*PROBLEM REQUIREMENTS*. Repeat word for word everything from "Part 2 - Slowly" down to "Research Source Here)." in the passage on wages and asset inflation below.

Part 2 - Slowly Lowering Your Ability to Acquire Assets Through Work
While it is true that things were certainly rougher in the 1950s. You had a lot of dangerous jobs that would cause quick and sudden death. This caused the average age of death to be a lot lower versus today. That’s the good news.
The bad news is that it now takes two working income streams to afford a solid standard of living in the USA. This is present with two parents working at all times (Pew Research Source Here).
The pitch was simple, big push for equality (who wouldn’t agree with that!) then hit them with the old “wage growth below *asset* inflation”.
The easiest example here is real estate and stocks. While we know that “inflation” has been low single digits until this latest disaster where it is likely closer to 20%, if asset inflation is 5-10% (Real estate/stock returns), it means that your wages are *NOT* keeping up with assets. This is why the chart shows “flat” real wages but you can’t afford a median home on a median wage any time soon (assets go up more than inflation due to money printing and loose interest rate policies)
Read that Carefully! While real wages *adjusted for inflation* were roughly flat “0% growth”. The S&P 500 adjusted for inflation is up 2,650% over the same time frame. Now ask yourself. Who does this benefit? The people in charge already or the people trying to move up the socio economic ladder.

*INFORMATION PROVIDED*.
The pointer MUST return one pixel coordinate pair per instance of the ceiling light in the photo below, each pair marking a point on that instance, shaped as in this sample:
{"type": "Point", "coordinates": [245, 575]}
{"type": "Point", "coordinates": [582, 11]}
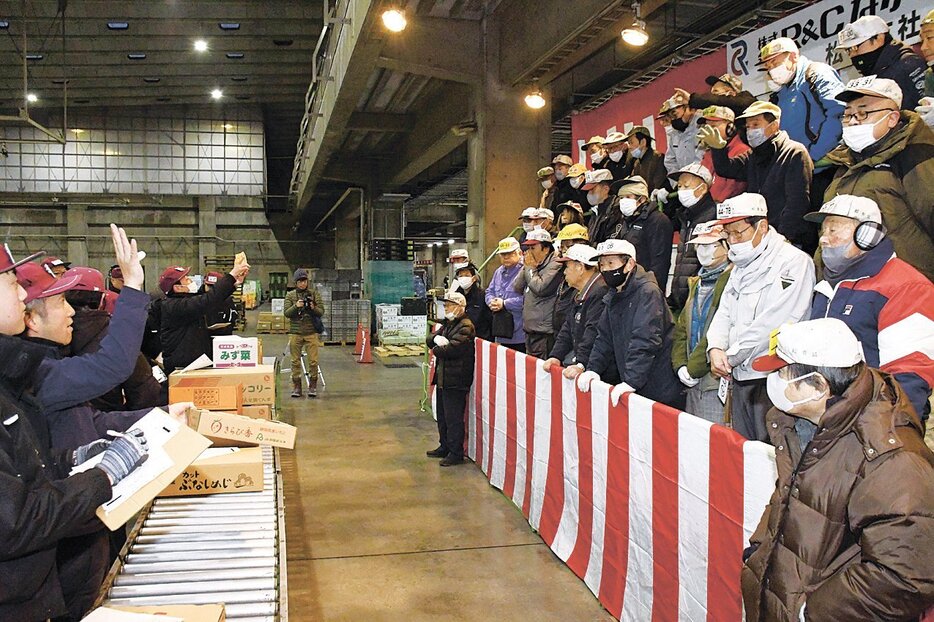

*EXERCISE OUTPUT*.
Part 2 - Slowly Lowering Your Ability to Acquire Assets Through Work
While it is true that things were certainly rougher in the 1950s. You had a lot of dangerous jobs that would cause quick and sudden death. This caused the average age of death to be a lot lower versus today. That’s the good news.
The bad news is that it now takes two working income streams to afford a solid standard of living in the USA. This is present with two parents working at all times (Pew Research Source Here).